(Extracted data entries)
——————————

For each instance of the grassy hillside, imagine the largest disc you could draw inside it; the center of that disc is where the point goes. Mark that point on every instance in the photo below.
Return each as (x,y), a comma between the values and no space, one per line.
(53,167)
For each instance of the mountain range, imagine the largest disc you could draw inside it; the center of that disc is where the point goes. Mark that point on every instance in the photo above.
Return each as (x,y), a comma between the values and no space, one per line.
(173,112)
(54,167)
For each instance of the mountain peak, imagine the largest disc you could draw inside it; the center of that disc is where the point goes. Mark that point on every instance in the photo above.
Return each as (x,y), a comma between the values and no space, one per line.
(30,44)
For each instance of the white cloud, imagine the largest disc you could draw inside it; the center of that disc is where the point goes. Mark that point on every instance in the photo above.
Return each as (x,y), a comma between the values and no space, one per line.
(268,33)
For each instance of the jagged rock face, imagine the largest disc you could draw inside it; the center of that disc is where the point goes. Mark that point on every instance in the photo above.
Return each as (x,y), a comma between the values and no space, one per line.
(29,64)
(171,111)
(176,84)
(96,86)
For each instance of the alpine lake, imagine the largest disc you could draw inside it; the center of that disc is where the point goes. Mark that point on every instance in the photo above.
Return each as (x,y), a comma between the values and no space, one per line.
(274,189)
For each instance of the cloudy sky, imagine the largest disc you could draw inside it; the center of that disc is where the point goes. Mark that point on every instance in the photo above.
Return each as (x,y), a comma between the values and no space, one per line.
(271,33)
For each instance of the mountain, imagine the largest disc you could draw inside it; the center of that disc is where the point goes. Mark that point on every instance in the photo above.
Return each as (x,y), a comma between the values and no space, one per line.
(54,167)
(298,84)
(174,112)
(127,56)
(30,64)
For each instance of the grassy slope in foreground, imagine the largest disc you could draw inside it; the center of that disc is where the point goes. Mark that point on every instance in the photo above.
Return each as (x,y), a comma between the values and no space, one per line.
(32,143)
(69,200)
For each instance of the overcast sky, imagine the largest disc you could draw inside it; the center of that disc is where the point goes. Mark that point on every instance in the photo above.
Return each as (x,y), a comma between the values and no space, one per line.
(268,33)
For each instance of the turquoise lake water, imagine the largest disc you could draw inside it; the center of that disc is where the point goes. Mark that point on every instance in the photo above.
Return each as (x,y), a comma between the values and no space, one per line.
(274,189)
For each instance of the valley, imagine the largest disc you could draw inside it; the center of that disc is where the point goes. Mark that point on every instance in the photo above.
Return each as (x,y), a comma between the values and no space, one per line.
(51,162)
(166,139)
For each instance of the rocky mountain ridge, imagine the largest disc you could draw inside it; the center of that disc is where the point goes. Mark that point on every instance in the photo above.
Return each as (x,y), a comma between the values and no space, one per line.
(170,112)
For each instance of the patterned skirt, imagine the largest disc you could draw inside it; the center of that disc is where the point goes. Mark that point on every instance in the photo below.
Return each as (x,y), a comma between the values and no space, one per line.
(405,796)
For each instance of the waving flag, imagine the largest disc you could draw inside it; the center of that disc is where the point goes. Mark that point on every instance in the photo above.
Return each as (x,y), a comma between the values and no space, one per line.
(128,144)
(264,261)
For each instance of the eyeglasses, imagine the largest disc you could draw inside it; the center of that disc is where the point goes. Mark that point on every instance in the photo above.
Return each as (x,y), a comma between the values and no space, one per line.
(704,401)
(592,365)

——————————

- _WHAT IS REQUIRED_
What is wanted is the complete set of entries, returned verbatim.

- _ANSWER TO THIS TASK_
For each instance of the grassy hillside, imagine the largest disc you could draw inside it; the center of that disc is where the point goes. Mark that point on every instance in the photo below.
Return each as (x,y), a comma between the values and no space, one per line.
(53,167)
For each instance of the mountain range, imagine the largest disc you could draw inside it; the center of that disc is where the point goes. Mark that point on every instance in the photo above.
Return each as (x,y), a comma between the values and no space, one per line.
(173,112)
(54,167)
For each instance of the mountain peak, imagine the largest disc you could draw inside it; the center of that disc is where the point goes. Mark that point on every instance in the photo above.
Return each as (x,y), a comma between the values and no space, one per line.
(30,44)
For each instance of the white cloud, imagine the largest disc you could draw inside it; the center of that disc is where the point goes. Mark that point on every instance in the photo above.
Return each as (x,y), a comma between the values and no space, one per line.
(268,33)
For each instance of the jagged rock face, imagine the largest disc you could draw inside it; the center of that disc is where the point goes. Mark that point on every instance in the photo above.
Return each as (x,y), a comma between the values and no space, one per line.
(29,64)
(171,111)
(176,84)
(96,86)
For each instance of the alpine lake, imagine the largest disc you could draw inside it; the center of that disc is where the point goes. Mark that point on every instance in the photo above.
Return each as (x,y), a comma between the values and no space, one per line.
(274,189)
For each instance of the cloudy sky, imagine the largest disc you could draw inside it; the center of that disc is where the point goes. Mark that point on every instance in the photo above.
Return each as (x,y), a comma between the values and no space, one per line.
(271,33)
For each instance of the mountain, imagine the largest disc you could draw inside it; the center of that disc is where the point goes. Mark that point on every instance in the photo above.
Return each as (x,y), a comma between the values and no space, one per line.
(54,167)
(298,84)
(174,112)
(127,56)
(30,64)
For each instance of the grassy slope in foreground, imagine the largest disc you could draw inside it; the center of that disc is where the point goes. Mark that point on every instance in the photo above.
Return each as (x,y), a comma between the values and no space, one per line.
(32,143)
(69,200)
For each instance of the overcast sky, imagine the largest disc you could draw inside it; the center of that disc is where the point goes. Mark that point on every instance in the photo above.
Return each as (x,y), a comma between the values and no space, one per line.
(268,33)
For each instance of the turquoise lake water, imagine the largest disc you could draw inside it; the center of that disc is where the point goes. Mark that point on every instance in the photo above.
Return each as (x,y), a comma between the values and no space, one per line.
(274,189)
For each instance of the valley, imagine the largest disc you could draw inside it; the center of that disc is where the point goes. Mark that point on every instance in the photo above.
Return each as (x,y), a comma between the values and no space, one per line.
(51,162)
(166,139)
For each instance of the rocky mountain ridge, imagine the largest disc you could draw inside it; the center of that disc is where the point goes. Mark that point on every instance in the photo above.
Return each as (x,y), a comma between the values and no space, one per line.
(170,112)
For each instance of the patterned skirt, imagine the largest disc you could draw inside it; the center of that disc is where the point goes. Mark that point on every instance in the photo below.
Return each as (x,y), a comma between the values and no space, one per line.
(405,796)
For each instance of the waving flag, imagine the largest disc you could draw inside it; the center of that disc is where the point goes. Mark that point on every instance in the photo above.
Return each as (x,y), a comma between the values and no space, one per line.
(128,144)
(264,261)
For each instance of the eyeglasses, imagine the largest disc you could draw inside it; the center of that disc is where the point goes. Mark that point on every instance in the photo above.
Return each as (x,y), a comma between the values and no space, one per line.
(704,401)
(592,365)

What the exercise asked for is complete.